Available data:
──────────
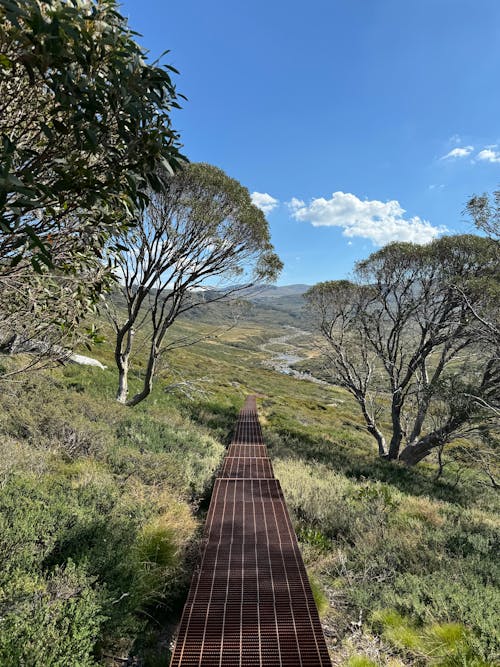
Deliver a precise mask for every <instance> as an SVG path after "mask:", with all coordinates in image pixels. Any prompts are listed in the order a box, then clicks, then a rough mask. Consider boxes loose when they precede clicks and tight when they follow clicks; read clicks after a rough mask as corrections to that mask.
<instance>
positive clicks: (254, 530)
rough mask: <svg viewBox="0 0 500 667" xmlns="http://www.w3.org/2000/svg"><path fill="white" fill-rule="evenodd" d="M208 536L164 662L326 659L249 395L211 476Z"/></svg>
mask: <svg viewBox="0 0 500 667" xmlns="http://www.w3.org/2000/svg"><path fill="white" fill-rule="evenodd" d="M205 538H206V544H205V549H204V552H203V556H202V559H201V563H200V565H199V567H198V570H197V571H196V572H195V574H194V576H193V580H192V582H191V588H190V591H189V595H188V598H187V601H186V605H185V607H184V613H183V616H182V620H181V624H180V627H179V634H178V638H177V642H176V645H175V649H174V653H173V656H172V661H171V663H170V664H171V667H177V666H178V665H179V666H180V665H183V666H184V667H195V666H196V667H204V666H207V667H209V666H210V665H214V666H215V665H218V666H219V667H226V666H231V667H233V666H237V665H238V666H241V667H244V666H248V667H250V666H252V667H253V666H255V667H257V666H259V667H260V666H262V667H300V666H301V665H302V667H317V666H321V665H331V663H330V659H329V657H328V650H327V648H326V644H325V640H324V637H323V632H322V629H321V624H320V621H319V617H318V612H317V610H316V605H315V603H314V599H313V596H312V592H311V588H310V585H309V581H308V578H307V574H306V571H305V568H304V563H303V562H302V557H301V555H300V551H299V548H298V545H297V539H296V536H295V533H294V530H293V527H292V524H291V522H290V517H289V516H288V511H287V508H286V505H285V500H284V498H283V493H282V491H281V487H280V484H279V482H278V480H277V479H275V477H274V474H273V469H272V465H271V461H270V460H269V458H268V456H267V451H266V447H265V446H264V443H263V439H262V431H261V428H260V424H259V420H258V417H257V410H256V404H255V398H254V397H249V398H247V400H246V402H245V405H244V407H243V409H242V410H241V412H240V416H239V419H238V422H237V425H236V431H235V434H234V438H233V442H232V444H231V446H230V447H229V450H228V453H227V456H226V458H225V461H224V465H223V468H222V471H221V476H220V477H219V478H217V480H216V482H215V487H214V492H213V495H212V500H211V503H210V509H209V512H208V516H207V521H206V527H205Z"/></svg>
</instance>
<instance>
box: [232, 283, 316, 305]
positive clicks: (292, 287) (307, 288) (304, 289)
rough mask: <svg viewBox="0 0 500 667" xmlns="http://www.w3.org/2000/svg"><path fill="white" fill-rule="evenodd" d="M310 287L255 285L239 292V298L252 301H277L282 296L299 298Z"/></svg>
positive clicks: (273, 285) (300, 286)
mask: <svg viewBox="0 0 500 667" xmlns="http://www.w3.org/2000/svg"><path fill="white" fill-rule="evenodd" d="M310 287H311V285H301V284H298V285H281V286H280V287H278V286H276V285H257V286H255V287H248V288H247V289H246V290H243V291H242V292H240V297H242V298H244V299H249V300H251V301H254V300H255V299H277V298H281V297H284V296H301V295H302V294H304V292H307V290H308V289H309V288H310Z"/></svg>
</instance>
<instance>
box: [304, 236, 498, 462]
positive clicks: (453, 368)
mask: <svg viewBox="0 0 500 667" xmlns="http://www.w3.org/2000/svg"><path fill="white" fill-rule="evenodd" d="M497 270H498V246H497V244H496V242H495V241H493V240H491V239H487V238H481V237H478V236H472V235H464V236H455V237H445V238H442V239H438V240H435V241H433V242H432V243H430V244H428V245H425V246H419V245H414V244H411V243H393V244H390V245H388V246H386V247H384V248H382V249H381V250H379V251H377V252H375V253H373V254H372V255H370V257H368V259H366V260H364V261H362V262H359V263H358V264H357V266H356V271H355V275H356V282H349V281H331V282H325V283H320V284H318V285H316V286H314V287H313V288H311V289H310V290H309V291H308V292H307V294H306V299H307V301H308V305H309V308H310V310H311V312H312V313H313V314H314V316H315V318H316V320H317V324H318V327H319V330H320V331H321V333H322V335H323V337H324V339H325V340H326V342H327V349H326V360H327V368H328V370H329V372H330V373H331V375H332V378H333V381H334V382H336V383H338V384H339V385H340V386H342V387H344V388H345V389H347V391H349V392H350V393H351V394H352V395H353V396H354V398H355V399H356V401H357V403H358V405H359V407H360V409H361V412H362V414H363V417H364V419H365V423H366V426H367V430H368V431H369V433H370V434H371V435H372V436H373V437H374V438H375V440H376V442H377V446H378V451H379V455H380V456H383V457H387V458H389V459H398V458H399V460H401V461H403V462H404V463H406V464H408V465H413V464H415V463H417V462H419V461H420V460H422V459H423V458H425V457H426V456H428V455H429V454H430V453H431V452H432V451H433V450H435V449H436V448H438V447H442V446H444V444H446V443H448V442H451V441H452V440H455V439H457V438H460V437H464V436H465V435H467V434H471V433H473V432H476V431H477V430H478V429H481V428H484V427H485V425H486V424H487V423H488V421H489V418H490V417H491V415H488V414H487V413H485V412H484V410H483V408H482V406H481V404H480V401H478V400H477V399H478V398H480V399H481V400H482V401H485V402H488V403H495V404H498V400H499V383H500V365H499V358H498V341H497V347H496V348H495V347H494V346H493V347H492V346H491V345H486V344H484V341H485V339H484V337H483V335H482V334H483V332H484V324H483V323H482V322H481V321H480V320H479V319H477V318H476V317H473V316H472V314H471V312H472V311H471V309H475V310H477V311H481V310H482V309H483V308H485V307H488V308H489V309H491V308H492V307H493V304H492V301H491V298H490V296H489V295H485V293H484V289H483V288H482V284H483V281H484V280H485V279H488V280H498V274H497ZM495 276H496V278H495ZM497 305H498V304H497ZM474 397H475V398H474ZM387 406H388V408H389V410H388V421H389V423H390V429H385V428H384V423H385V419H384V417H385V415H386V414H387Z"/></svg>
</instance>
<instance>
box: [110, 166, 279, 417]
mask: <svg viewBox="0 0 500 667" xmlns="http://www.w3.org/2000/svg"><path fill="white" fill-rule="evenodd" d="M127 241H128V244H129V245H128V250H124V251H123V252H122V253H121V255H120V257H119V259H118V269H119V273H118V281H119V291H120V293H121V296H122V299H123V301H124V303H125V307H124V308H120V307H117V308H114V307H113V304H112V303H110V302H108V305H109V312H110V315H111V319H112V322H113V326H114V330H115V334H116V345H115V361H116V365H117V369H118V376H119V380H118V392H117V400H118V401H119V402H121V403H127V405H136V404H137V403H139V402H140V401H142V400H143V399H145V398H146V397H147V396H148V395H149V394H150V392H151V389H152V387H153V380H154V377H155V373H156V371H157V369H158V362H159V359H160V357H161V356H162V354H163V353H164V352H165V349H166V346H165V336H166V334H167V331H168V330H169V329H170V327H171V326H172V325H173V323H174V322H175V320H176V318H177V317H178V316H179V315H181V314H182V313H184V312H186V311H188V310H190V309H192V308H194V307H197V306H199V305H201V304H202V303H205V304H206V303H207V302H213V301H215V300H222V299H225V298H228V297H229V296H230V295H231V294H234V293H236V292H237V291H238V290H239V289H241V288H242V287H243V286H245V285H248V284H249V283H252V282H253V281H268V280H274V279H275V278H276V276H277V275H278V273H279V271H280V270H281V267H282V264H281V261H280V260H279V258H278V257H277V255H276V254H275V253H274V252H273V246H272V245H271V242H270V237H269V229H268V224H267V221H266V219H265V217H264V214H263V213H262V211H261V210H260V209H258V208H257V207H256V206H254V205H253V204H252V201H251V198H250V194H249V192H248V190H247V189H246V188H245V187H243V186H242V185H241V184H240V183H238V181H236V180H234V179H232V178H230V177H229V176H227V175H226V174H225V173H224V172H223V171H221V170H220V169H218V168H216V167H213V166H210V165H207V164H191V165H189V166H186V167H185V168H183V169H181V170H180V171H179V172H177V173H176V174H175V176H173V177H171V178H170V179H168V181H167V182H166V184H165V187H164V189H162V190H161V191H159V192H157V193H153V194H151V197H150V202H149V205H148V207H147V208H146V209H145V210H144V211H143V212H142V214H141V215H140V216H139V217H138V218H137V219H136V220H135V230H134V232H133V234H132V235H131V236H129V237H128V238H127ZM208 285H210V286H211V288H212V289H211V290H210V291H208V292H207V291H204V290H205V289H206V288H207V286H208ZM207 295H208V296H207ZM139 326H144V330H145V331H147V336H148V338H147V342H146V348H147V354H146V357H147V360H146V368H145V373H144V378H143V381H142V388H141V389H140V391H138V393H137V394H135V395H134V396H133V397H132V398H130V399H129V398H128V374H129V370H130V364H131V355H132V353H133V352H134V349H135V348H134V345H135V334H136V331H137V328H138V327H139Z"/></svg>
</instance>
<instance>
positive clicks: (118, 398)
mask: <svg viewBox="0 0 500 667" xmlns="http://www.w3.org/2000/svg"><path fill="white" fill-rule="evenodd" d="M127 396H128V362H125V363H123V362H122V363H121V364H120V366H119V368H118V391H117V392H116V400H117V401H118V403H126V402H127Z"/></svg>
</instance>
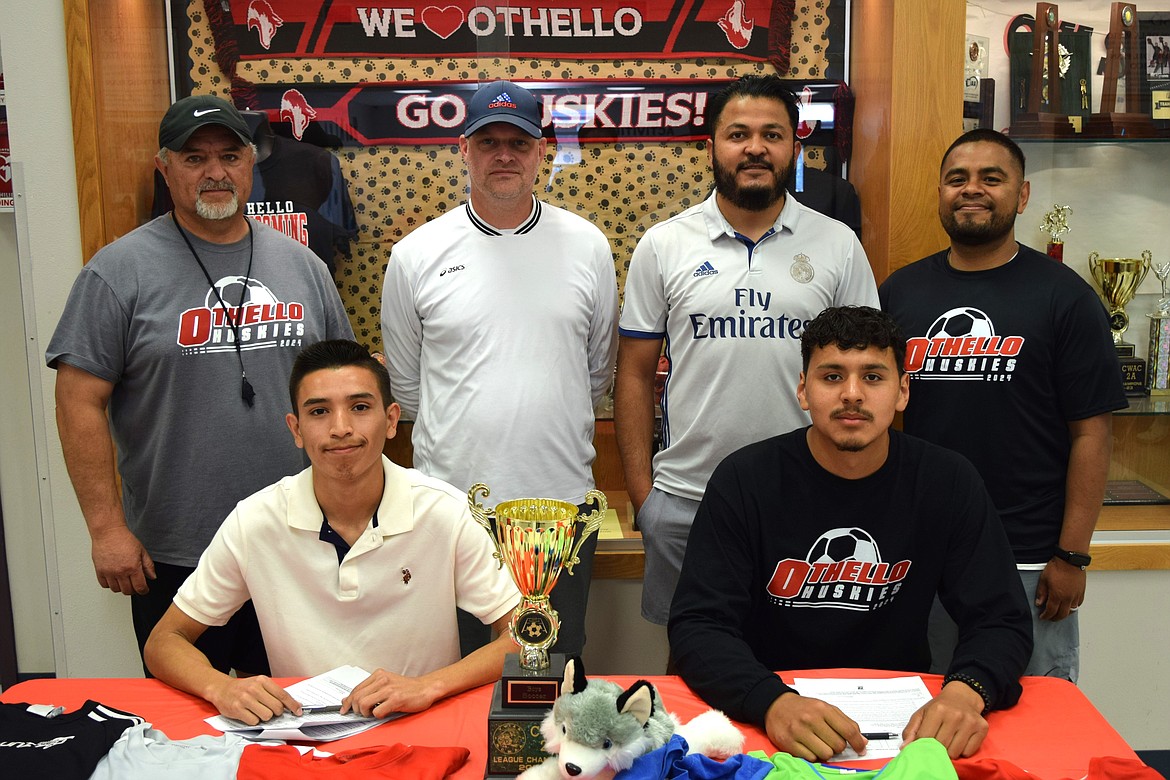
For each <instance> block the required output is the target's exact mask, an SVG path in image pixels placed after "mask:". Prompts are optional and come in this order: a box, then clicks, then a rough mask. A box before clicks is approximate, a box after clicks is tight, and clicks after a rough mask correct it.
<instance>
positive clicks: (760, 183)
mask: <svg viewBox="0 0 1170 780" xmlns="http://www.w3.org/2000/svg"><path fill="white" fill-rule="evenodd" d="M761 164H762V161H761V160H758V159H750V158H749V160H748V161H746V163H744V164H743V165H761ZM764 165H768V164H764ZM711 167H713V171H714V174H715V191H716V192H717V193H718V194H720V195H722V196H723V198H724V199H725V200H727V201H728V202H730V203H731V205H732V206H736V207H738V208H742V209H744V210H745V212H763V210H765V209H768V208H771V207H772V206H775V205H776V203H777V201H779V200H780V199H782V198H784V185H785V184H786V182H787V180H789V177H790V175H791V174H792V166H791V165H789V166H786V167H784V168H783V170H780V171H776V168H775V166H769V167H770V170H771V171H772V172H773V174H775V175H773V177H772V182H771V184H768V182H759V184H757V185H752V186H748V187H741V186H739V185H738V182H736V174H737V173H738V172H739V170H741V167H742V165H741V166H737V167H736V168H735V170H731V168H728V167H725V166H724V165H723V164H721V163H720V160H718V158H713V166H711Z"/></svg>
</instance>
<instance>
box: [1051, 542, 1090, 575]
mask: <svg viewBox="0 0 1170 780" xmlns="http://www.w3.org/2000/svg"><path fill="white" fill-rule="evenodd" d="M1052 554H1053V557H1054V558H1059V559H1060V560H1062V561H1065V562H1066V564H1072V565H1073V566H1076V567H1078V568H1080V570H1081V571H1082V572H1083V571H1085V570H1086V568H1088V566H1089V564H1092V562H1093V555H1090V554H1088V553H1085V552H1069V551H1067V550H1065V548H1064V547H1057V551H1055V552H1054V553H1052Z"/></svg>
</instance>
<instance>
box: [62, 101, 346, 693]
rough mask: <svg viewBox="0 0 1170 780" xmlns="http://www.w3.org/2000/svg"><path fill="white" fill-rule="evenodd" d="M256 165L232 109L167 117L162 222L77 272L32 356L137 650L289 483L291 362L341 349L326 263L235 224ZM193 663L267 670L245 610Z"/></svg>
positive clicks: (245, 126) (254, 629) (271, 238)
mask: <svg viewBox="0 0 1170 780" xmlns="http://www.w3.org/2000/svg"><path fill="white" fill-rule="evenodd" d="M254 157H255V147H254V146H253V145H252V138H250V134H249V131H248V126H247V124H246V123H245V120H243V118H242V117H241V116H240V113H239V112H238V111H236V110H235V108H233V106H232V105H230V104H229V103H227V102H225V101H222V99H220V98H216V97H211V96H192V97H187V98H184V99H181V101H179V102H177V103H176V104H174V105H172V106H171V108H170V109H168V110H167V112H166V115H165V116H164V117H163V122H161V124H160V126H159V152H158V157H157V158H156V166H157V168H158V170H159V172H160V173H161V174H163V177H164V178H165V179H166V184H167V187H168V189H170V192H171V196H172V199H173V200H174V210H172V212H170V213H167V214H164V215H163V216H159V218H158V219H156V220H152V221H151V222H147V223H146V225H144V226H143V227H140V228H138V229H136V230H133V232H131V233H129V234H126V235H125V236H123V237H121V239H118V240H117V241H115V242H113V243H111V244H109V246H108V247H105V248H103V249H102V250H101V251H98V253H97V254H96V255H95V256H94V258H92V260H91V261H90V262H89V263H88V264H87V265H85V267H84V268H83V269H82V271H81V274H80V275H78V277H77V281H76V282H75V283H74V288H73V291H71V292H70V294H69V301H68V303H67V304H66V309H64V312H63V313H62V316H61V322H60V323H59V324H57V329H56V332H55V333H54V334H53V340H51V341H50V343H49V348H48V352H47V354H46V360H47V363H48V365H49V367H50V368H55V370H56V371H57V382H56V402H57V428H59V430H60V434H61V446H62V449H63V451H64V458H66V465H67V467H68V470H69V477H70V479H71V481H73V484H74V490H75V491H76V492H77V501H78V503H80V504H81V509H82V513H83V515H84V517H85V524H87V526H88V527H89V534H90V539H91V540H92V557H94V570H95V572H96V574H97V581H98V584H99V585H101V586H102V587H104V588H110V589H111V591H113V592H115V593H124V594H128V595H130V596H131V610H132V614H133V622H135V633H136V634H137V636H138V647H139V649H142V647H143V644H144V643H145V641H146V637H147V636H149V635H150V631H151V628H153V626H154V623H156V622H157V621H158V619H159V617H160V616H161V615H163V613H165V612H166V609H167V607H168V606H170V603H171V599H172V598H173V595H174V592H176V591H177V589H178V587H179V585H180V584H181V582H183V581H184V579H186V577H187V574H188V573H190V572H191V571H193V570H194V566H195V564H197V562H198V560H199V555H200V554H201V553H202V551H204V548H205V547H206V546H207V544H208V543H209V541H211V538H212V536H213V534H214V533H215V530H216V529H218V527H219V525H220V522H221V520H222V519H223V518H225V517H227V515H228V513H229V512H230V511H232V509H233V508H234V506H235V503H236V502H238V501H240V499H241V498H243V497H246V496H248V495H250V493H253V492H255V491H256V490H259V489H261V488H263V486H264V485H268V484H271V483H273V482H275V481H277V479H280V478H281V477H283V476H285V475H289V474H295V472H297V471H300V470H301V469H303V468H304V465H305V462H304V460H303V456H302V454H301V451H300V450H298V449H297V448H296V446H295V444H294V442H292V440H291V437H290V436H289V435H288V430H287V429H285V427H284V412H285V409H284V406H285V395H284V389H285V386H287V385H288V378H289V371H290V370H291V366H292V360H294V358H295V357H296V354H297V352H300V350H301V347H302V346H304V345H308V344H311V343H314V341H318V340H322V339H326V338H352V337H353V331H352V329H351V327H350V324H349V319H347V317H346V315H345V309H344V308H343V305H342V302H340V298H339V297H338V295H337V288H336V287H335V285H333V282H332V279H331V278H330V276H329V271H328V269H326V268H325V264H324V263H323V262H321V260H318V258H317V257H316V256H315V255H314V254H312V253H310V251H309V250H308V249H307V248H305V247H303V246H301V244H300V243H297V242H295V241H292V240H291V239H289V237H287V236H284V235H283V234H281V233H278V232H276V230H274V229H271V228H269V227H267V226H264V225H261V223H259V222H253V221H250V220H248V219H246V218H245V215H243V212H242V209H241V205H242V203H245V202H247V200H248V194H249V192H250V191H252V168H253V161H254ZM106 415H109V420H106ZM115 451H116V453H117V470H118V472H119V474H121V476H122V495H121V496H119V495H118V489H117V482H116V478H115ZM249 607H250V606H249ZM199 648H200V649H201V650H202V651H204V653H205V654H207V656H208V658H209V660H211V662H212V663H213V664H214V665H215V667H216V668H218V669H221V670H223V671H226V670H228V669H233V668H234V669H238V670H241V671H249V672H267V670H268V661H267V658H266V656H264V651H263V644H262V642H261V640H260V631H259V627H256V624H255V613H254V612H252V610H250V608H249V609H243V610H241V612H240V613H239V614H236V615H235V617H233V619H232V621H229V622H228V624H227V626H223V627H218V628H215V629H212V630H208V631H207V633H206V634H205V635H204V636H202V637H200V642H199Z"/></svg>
──────────
Show every line of the records that contains the word "rough", matching case exactly.

Deliver a precise mask for every <instance> as an SVG path after "mask:", with all coordinates in image pixels. Any prompts are listed in the order a box, then clicks, then a rough mask. Consider boxes loose when they precede clicks and tight when they follow clicks; read clicks after a rough mask as corrections to that mask.
rough mask: <svg viewBox="0 0 500 667" xmlns="http://www.w3.org/2000/svg"><path fill="white" fill-rule="evenodd" d="M208 536L164 662L326 659L249 395L211 476Z"/></svg>
rough mask: <svg viewBox="0 0 500 667" xmlns="http://www.w3.org/2000/svg"><path fill="white" fill-rule="evenodd" d="M310 287L255 285L239 292V298L252 301H277L282 296L299 298Z"/></svg>
For each <instance> block the required output is the target's exact mask, an SVG path in image pixels placed after "mask:". Prompts are optional and come in this order: a box, then clicks, then a rough mask. A box before clicks is approximate, a box after clicks is tight, and clicks after a rough mask correct it.
rough mask: <svg viewBox="0 0 1170 780" xmlns="http://www.w3.org/2000/svg"><path fill="white" fill-rule="evenodd" d="M256 165L232 109L167 117L162 222L77 272L32 356L137 650L289 483L291 362L341 349L326 263L235 224ZM193 663L267 670L245 610Z"/></svg>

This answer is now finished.